__SET TASK__. Transcribe every one of the rows below verbatim, omitting the pictures from your transcription.

[START]

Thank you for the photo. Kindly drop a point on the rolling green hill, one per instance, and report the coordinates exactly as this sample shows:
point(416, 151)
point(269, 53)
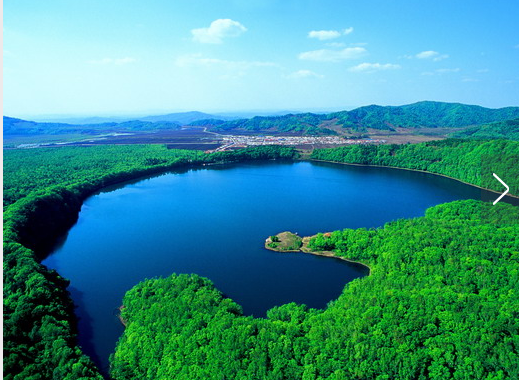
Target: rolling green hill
point(508, 129)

[END]

__FINAL ANSWER__.
Thank you for the photo. Kindly drop a point on the rolling green hill, one per instance, and report the coordinates exactly as this sample shows:
point(416, 151)
point(269, 53)
Target: rolling green hill
point(508, 129)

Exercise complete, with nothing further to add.